• **What you have to do**: Whenever a line in the entries below contains "column", copy that line.

• **Available records**:
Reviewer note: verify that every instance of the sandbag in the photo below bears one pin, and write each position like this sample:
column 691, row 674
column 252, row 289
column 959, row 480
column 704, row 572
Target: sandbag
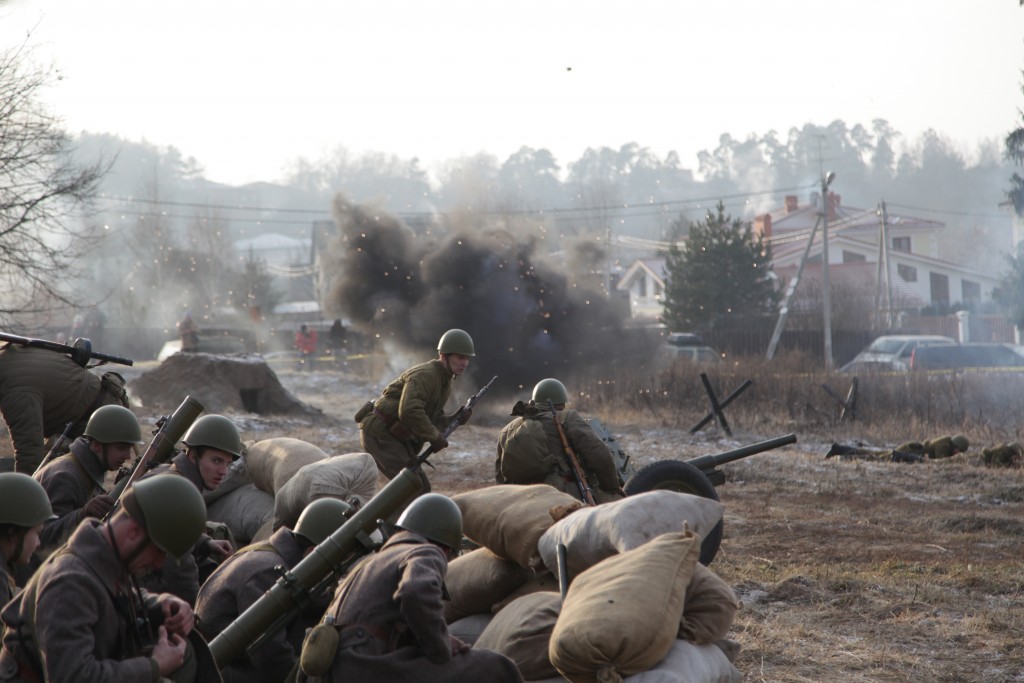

• **Answer for this exercise**:
column 691, row 674
column 252, row 289
column 959, row 480
column 704, row 572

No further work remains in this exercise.